#### [About this exercise]
Search the data below for the string "mask". Extract every line that contains it.

Items from a data source
+ + + + + + +
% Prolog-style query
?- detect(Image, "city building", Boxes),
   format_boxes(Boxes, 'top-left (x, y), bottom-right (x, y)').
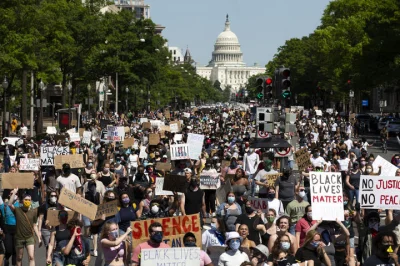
top-left (196, 15), bottom-right (265, 92)
top-left (168, 47), bottom-right (185, 64)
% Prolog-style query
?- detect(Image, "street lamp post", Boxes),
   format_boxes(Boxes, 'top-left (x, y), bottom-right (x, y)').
top-left (2, 76), bottom-right (8, 138)
top-left (147, 88), bottom-right (150, 113)
top-left (67, 82), bottom-right (72, 129)
top-left (38, 80), bottom-right (44, 134)
top-left (140, 89), bottom-right (143, 111)
top-left (87, 84), bottom-right (91, 120)
top-left (125, 87), bottom-right (129, 112)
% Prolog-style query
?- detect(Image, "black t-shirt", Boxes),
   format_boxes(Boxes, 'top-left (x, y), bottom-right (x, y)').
top-left (267, 254), bottom-right (296, 265)
top-left (295, 247), bottom-right (324, 266)
top-left (234, 214), bottom-right (264, 245)
top-left (184, 188), bottom-right (204, 215)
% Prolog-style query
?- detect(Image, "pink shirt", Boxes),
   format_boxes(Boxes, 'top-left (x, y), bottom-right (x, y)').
top-left (295, 218), bottom-right (316, 247)
top-left (131, 241), bottom-right (170, 264)
top-left (200, 250), bottom-right (212, 266)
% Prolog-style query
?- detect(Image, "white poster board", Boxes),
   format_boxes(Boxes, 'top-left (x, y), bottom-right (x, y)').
top-left (170, 144), bottom-right (190, 160)
top-left (139, 118), bottom-right (148, 124)
top-left (19, 159), bottom-right (40, 171)
top-left (69, 132), bottom-right (80, 142)
top-left (139, 146), bottom-right (147, 159)
top-left (82, 131), bottom-right (92, 145)
top-left (372, 155), bottom-right (398, 176)
top-left (46, 126), bottom-right (57, 134)
top-left (359, 175), bottom-right (400, 209)
top-left (315, 110), bottom-right (322, 116)
top-left (40, 146), bottom-right (70, 166)
top-left (155, 177), bottom-right (182, 196)
top-left (310, 172), bottom-right (344, 221)
top-left (303, 110), bottom-right (309, 117)
top-left (187, 133), bottom-right (205, 160)
top-left (141, 247), bottom-right (200, 266)
top-left (107, 126), bottom-right (125, 141)
top-left (170, 123), bottom-right (179, 133)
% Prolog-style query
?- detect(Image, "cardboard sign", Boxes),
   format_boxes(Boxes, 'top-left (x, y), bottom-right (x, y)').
top-left (310, 172), bottom-right (344, 220)
top-left (142, 122), bottom-right (151, 130)
top-left (58, 187), bottom-right (98, 220)
top-left (372, 155), bottom-right (398, 176)
top-left (164, 110), bottom-right (171, 119)
top-left (295, 148), bottom-right (311, 171)
top-left (141, 247), bottom-right (200, 266)
top-left (170, 144), bottom-right (189, 160)
top-left (162, 174), bottom-right (187, 193)
top-left (95, 200), bottom-right (118, 220)
top-left (216, 181), bottom-right (232, 205)
top-left (19, 158), bottom-right (40, 171)
top-left (155, 163), bottom-right (171, 171)
top-left (264, 173), bottom-right (281, 187)
top-left (359, 175), bottom-right (400, 209)
top-left (123, 138), bottom-right (135, 148)
top-left (78, 128), bottom-right (85, 137)
top-left (1, 173), bottom-right (34, 189)
top-left (47, 209), bottom-right (75, 226)
top-left (107, 126), bottom-right (125, 141)
top-left (187, 133), bottom-right (205, 160)
top-left (248, 197), bottom-right (269, 212)
top-left (54, 154), bottom-right (85, 169)
top-left (155, 177), bottom-right (174, 196)
top-left (160, 125), bottom-right (170, 132)
top-left (82, 131), bottom-right (92, 145)
top-left (221, 160), bottom-right (230, 168)
top-left (131, 214), bottom-right (201, 248)
top-left (149, 133), bottom-right (160, 145)
top-left (40, 146), bottom-right (70, 166)
top-left (170, 121), bottom-right (181, 133)
top-left (200, 175), bottom-right (221, 190)
top-left (124, 126), bottom-right (130, 133)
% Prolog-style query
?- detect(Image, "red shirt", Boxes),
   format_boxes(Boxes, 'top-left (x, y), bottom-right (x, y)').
top-left (295, 218), bottom-right (317, 246)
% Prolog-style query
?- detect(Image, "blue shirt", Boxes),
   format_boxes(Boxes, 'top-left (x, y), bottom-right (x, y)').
top-left (0, 201), bottom-right (19, 225)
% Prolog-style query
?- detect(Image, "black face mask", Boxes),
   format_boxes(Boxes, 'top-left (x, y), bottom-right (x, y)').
top-left (190, 178), bottom-right (198, 188)
top-left (63, 169), bottom-right (71, 176)
top-left (245, 206), bottom-right (254, 214)
top-left (267, 193), bottom-right (275, 199)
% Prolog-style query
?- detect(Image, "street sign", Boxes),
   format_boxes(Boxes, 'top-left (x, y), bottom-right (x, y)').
top-left (274, 147), bottom-right (291, 157)
top-left (362, 100), bottom-right (368, 106)
top-left (349, 90), bottom-right (354, 97)
top-left (257, 130), bottom-right (270, 139)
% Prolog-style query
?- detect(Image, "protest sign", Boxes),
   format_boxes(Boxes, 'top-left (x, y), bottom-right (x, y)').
top-left (69, 133), bottom-right (80, 143)
top-left (303, 110), bottom-right (309, 117)
top-left (372, 155), bottom-right (398, 176)
top-left (142, 122), bottom-right (151, 130)
top-left (187, 133), bottom-right (205, 160)
top-left (183, 112), bottom-right (190, 118)
top-left (1, 173), bottom-right (34, 189)
top-left (46, 126), bottom-right (57, 134)
top-left (47, 209), bottom-right (75, 226)
top-left (155, 177), bottom-right (177, 196)
top-left (170, 144), bottom-right (189, 160)
top-left (295, 148), bottom-right (311, 171)
top-left (123, 138), bottom-right (135, 148)
top-left (40, 146), bottom-right (70, 166)
top-left (170, 123), bottom-right (179, 133)
top-left (95, 200), bottom-right (118, 220)
top-left (19, 158), bottom-right (40, 171)
top-left (149, 133), bottom-right (160, 145)
top-left (216, 181), bottom-right (232, 205)
top-left (58, 187), bottom-right (98, 220)
top-left (150, 120), bottom-right (163, 128)
top-left (359, 175), bottom-right (400, 209)
top-left (155, 162), bottom-right (171, 171)
top-left (160, 125), bottom-right (170, 132)
top-left (264, 173), bottom-right (281, 187)
top-left (54, 154), bottom-right (85, 169)
top-left (173, 134), bottom-right (183, 142)
top-left (141, 247), bottom-right (200, 266)
top-left (131, 214), bottom-right (201, 248)
top-left (100, 119), bottom-right (110, 128)
top-left (124, 126), bottom-right (130, 133)
top-left (315, 110), bottom-right (322, 116)
top-left (222, 112), bottom-right (229, 119)
top-left (200, 175), bottom-right (221, 190)
top-left (164, 110), bottom-right (171, 119)
top-left (82, 131), bottom-right (92, 145)
top-left (139, 146), bottom-right (147, 159)
top-left (67, 128), bottom-right (76, 135)
top-left (326, 108), bottom-right (333, 114)
top-left (140, 118), bottom-right (149, 124)
top-left (247, 197), bottom-right (269, 212)
top-left (107, 126), bottom-right (125, 141)
top-left (163, 174), bottom-right (187, 193)
top-left (310, 172), bottom-right (344, 220)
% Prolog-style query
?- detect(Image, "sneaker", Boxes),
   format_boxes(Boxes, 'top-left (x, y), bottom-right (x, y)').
top-left (93, 250), bottom-right (98, 257)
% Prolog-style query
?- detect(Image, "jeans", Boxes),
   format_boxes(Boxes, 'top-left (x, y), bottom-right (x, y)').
top-left (349, 189), bottom-right (359, 205)
top-left (288, 160), bottom-right (295, 170)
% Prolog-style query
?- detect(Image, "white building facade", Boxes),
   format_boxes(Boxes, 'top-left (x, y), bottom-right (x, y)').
top-left (168, 47), bottom-right (185, 64)
top-left (196, 15), bottom-right (265, 91)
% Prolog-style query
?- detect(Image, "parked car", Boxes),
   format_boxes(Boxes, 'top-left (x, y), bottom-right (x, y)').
top-left (387, 120), bottom-right (400, 134)
top-left (378, 117), bottom-right (395, 130)
top-left (356, 114), bottom-right (372, 132)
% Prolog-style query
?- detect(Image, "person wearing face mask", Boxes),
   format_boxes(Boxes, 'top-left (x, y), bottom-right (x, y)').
top-left (0, 191), bottom-right (19, 266)
top-left (285, 186), bottom-right (310, 236)
top-left (56, 163), bottom-right (82, 194)
top-left (310, 150), bottom-right (327, 171)
top-left (100, 221), bottom-right (132, 266)
top-left (97, 147), bottom-right (108, 172)
top-left (360, 211), bottom-right (381, 264)
top-left (131, 165), bottom-right (153, 204)
top-left (84, 159), bottom-right (95, 180)
top-left (221, 157), bottom-right (241, 181)
top-left (364, 231), bottom-right (399, 266)
top-left (97, 163), bottom-right (117, 191)
top-left (137, 188), bottom-right (154, 218)
top-left (113, 156), bottom-right (127, 177)
top-left (216, 192), bottom-right (242, 231)
top-left (183, 232), bottom-right (213, 266)
top-left (254, 159), bottom-right (278, 199)
top-left (294, 230), bottom-right (330, 266)
top-left (117, 193), bottom-right (139, 232)
top-left (275, 168), bottom-right (296, 210)
top-left (37, 191), bottom-right (60, 250)
top-left (201, 161), bottom-right (220, 217)
top-left (264, 188), bottom-right (284, 221)
top-left (8, 190), bottom-right (42, 266)
top-left (268, 216), bottom-right (298, 255)
top-left (243, 148), bottom-right (260, 197)
top-left (345, 162), bottom-right (362, 206)
top-left (235, 201), bottom-right (264, 245)
top-left (202, 216), bottom-right (227, 252)
top-left (218, 232), bottom-right (250, 266)
top-left (294, 205), bottom-right (316, 248)
top-left (131, 222), bottom-right (170, 266)
top-left (180, 177), bottom-right (207, 226)
top-left (46, 210), bottom-right (70, 265)
top-left (267, 234), bottom-right (298, 265)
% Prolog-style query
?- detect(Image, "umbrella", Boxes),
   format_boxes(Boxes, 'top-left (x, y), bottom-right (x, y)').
top-left (250, 137), bottom-right (292, 149)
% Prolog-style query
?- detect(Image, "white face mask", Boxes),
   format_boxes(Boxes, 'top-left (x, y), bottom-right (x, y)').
top-left (299, 191), bottom-right (306, 198)
top-left (366, 169), bottom-right (372, 173)
top-left (151, 205), bottom-right (159, 214)
top-left (50, 196), bottom-right (57, 204)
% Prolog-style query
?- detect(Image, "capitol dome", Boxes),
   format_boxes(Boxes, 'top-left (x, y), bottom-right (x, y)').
top-left (209, 15), bottom-right (245, 67)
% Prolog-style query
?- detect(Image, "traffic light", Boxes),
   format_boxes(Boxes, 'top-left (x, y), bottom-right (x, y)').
top-left (256, 77), bottom-right (273, 100)
top-left (256, 77), bottom-right (265, 99)
top-left (265, 78), bottom-right (273, 99)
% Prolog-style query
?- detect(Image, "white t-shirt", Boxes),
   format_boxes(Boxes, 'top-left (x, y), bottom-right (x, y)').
top-left (218, 250), bottom-right (249, 266)
top-left (344, 139), bottom-right (353, 151)
top-left (244, 152), bottom-right (259, 175)
top-left (331, 123), bottom-right (337, 132)
top-left (338, 158), bottom-right (350, 171)
top-left (267, 198), bottom-right (284, 218)
top-left (56, 174), bottom-right (82, 193)
top-left (310, 157), bottom-right (327, 168)
top-left (128, 154), bottom-right (139, 168)
top-left (202, 230), bottom-right (226, 248)
top-left (361, 141), bottom-right (370, 151)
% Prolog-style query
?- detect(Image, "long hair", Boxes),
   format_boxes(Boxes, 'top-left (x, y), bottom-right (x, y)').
top-left (100, 221), bottom-right (117, 240)
top-left (302, 230), bottom-right (320, 248)
top-left (271, 233), bottom-right (292, 255)
top-left (216, 217), bottom-right (227, 237)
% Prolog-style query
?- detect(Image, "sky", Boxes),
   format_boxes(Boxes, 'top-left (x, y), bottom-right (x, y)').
top-left (146, 0), bottom-right (332, 67)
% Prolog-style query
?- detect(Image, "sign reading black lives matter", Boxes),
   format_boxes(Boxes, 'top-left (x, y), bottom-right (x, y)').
top-left (359, 175), bottom-right (400, 209)
top-left (40, 146), bottom-right (70, 166)
top-left (310, 171), bottom-right (344, 221)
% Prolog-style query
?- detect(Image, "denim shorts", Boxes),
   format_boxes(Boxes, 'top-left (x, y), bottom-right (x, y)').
top-left (53, 251), bottom-right (64, 266)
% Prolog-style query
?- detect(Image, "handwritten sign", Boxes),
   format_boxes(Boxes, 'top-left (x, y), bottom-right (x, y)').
top-left (69, 132), bottom-right (80, 143)
top-left (107, 126), bottom-right (125, 141)
top-left (310, 172), bottom-right (344, 221)
top-left (19, 158), bottom-right (40, 171)
top-left (170, 144), bottom-right (189, 160)
top-left (40, 146), bottom-right (70, 166)
top-left (162, 174), bottom-right (187, 193)
top-left (58, 187), bottom-right (98, 220)
top-left (1, 173), bottom-right (34, 189)
top-left (141, 247), bottom-right (200, 266)
top-left (187, 133), bottom-right (205, 160)
top-left (295, 148), bottom-right (311, 171)
top-left (131, 214), bottom-right (201, 248)
top-left (359, 175), bottom-right (400, 209)
top-left (95, 200), bottom-right (118, 220)
top-left (142, 122), bottom-right (151, 130)
top-left (248, 197), bottom-right (269, 212)
top-left (372, 155), bottom-right (398, 176)
top-left (149, 133), bottom-right (160, 145)
top-left (81, 131), bottom-right (92, 145)
top-left (155, 163), bottom-right (171, 171)
top-left (123, 138), bottom-right (135, 148)
top-left (200, 175), bottom-right (220, 190)
top-left (47, 209), bottom-right (75, 226)
top-left (54, 154), bottom-right (85, 169)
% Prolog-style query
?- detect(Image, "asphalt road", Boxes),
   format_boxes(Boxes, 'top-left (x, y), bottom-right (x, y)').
top-left (19, 132), bottom-right (400, 265)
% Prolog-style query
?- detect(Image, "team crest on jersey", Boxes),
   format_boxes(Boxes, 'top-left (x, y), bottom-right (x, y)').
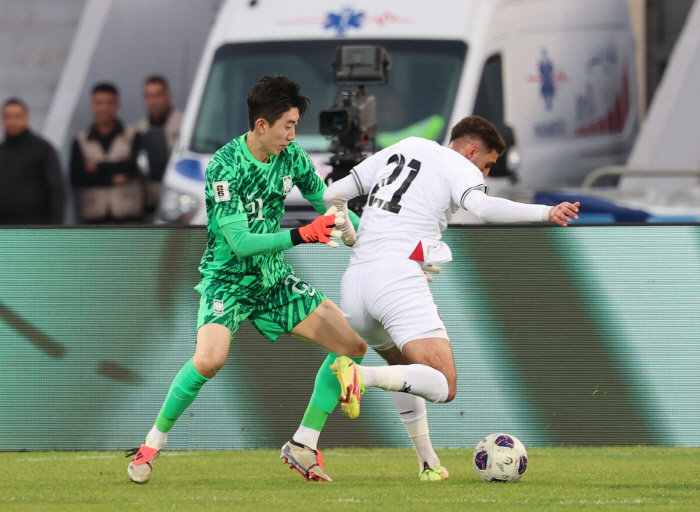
top-left (282, 175), bottom-right (293, 195)
top-left (213, 299), bottom-right (225, 317)
top-left (213, 181), bottom-right (231, 202)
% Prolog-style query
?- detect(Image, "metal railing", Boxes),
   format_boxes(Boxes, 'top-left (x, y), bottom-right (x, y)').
top-left (582, 166), bottom-right (700, 188)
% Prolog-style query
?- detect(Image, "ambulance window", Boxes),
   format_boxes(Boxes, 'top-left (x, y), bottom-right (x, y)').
top-left (473, 55), bottom-right (504, 129)
top-left (191, 40), bottom-right (467, 154)
top-left (473, 55), bottom-right (513, 178)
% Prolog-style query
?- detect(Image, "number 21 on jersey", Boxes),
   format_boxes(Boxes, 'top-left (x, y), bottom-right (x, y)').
top-left (245, 198), bottom-right (265, 222)
top-left (366, 154), bottom-right (421, 214)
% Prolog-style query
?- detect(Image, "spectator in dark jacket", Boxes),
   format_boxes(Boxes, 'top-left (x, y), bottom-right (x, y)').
top-left (70, 82), bottom-right (143, 223)
top-left (133, 75), bottom-right (183, 216)
top-left (0, 98), bottom-right (65, 225)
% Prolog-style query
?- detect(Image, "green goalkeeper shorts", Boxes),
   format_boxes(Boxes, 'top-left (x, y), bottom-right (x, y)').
top-left (195, 272), bottom-right (327, 341)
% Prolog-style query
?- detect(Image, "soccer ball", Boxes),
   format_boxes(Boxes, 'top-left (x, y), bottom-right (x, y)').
top-left (473, 433), bottom-right (528, 482)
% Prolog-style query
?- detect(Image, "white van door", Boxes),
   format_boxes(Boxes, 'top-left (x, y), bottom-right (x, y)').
top-left (477, 0), bottom-right (638, 189)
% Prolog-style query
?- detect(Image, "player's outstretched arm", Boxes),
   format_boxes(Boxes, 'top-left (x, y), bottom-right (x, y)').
top-left (290, 206), bottom-right (344, 248)
top-left (547, 201), bottom-right (580, 226)
top-left (462, 189), bottom-right (580, 226)
top-left (221, 207), bottom-right (344, 259)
+ + + + + + +
#### [Result]
?- detect(Image, "black face mask", Boxes),
?- detect(Image, "person wearing face mask", Boxes),
?- detect(Image, "white face mask", Boxes),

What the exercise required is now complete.